TRECHO SELECIONADO —
---*---

Parece algo altamente simplista, mas nesse caso a simplicidade é o que torna o fato incontestavelmente verdadeiro.
Eu, como acredito ser o caso da maioria dos meus leitores, talvez consiga lembrar de que, na escola, aprendemos que a história se inicia juntamente com a invenção da escrita. Antes disso existia o que convencionou-se chamar de pré-história. Ou seja, o conceito de história é inerente à escrita. A história pertence à escrita, ao registro e à memória.
Na última semana, tive acesso a uma reportagem da BBC Brasil que contava a história do arquiteto baiano Zulu Araújo, de 63 anos, que ao fazer um teste de DNA juntamente com outras 150 pessoas, identificou que ele faz parte do grupo étnico denominado Tikar, originário do atual Camarões. Até então desconhecido entre os descendentes dos escravizados trazidos para o Brasil, acreditava-se que fossem predominantemente angolanos ou iorubás. O que pôde dar nova luz à extensão do trafico de escravizados que perdurou por quatro séculos no Brasil.
Um ponto levantado por Araújo é o de que as pessoas que foram escravizadas e vítimas do tráfico atlântico, que trouxe mais de 3 milhões de africanos para o Brasil, foram vendidos aos traficantes pelos seus próprios conterrâneos, quando não por aqueles do seu próprio povo.
Assim, proporcionado pela produtora de audiovisual que propôs os testes de DNA, viajou para Camarões e ao chegar ao local onde hoje vive o povo Tikar, Araújo, fez uma pergunta fundamental ao rei de sua etnia: por que eles haviam permitido ou participado na venda de seus ancestrais para o Brasil, ao que o rei pediu um dia para poder responder, e quando fez, disse que caso não tivessem sido vendidas, as pessoas que foram traficadas e submetidas a trabalhos forçados nas américas teriam sido mortas,
Ainda hoje a escravidão é um tabu no continente africano pois entende-se que sem a conivência das elites continentais, que também lucrava com o comércio de pessoas, a escravidão não teria atingido as proporções que atingiu em termos históricos, econômicos e espaciais.
E como bem destacado por Araújo, a população negra, não só brasileira, mas toda aquela que descende de pessoas escravizadas que foram trazidas para as américas, sofrem de uma falta crônica de história. Contudo, apesar de seus antepassados terem sido tratados como mercadorias e terem tido toda a sua memória e identidade apagadas no processo de escravização, hoje, com a ajuda da tecnologia, ao menos a nível genético, sobreviveu a memória de seus corpos e daqueles que vieram antes de nós.

---*---

REGISTROS —

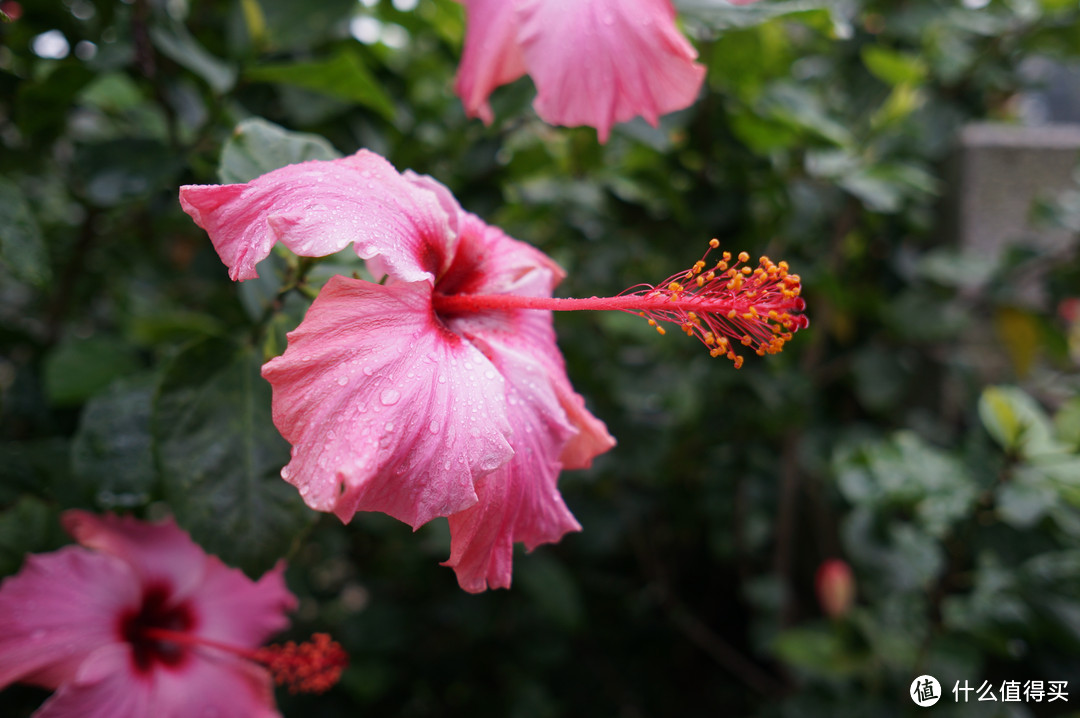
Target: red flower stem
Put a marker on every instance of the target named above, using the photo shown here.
(474, 302)
(188, 639)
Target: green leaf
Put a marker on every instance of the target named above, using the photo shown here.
(79, 368)
(258, 147)
(22, 245)
(115, 172)
(894, 68)
(219, 457)
(29, 527)
(176, 43)
(1067, 423)
(817, 651)
(1016, 421)
(721, 15)
(111, 461)
(34, 466)
(342, 76)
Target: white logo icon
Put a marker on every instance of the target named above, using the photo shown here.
(926, 691)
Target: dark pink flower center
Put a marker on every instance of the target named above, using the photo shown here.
(156, 611)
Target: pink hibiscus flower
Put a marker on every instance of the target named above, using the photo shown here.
(137, 621)
(390, 405)
(594, 62)
(442, 392)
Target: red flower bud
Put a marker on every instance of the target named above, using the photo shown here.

---*---

TAREFA ATRIBUÍDA 1 —
No texto sobre o teste de DNA de Zulu Araújo, a qual grupo étnico o teste indicou que ele pertence?
TAREFA ATRIBUÍDA 2 —
Devolva, sem alterações, a parte do texto sobre o teste de DNA de Zulu Araújo que começa em "E como bem destacado" e termina em "antes de nós.".
TAREFA ATRIBUÍDA 3 —
Continue o texto sobre o teste de DNA de Zulu Araújo a partir do ponto em que ele para.

ÁREA DE RESPOSTA 1 —
Ao grupo étnico Tikar, originário do atual Camarões.

ÁREA DE RESPOSTA 2 —
E como bem destacado por Araújo, a população negra, não só brasileira, mas toda aquela que descende de pessoas escravizadas que foram trazidas para as américas, sofrem de uma falta crônica de história. Contudo, apesar de seus antepassados terem sido tratados como mercadorias e terem tido toda a sua memória e identidade apagadas no processo de escravização, hoje, com a ajuda da tecnologia, ao menos a nível genético, sobreviveu a memória de seus corpos e daqueles que vieram antes de nós.

ÁREA DE RESPOSTA 3 —
Incontestavelmente significativo, o caso da escravidão e de seus descendentes que hoje ainda vivem no nosso país, infelizmente não é o único. A memória dos povos originários do nosso continente não foi bruscamente apagada como no caso dos africanos, mas foi diluída ao ponto do esquecimento através de gerações de miscigenação e assimilação.
Enquanto alguns de nós podem ter suas árvores genealógicas traçadas por gerações até o desembarque dos colonizadores em nossas terras, ainda assim ignora-se uma lacuna intransponível: a miscigenação entre colonizadores e nativos no que Jorge Caldeira chama de “política dos genros”, em que, aproveitando-se da tradição dos povos originários de terem suas filhas casadas sempre com homens de outras tribos e etnias, os colonizadores passaram a se casar com mulheres indígenas para que com isso tivessem legitimidade para requerer a força dos guerreiros de seu povo para guerrear com tribos rivais e paulatinamente irem assegurando seu poderio sobre pessoas e território.
Assim, enquanto a premissa de que a história é contada por quem a escreve continua verdadeira, a tecnologia vem nos dando novas formas de escrevermos nossa história. O que foi apagado ou nunca sequer foi registrado nos livros de história, hoje ganha novas tintas através das tecnologias. Torçamos para que, num futuro não muito distante, possamos proporcionar a todos o direito à sua história, e que as tragédias passadas não nos permitam o esquecimento e a reincidência de erros grotescos.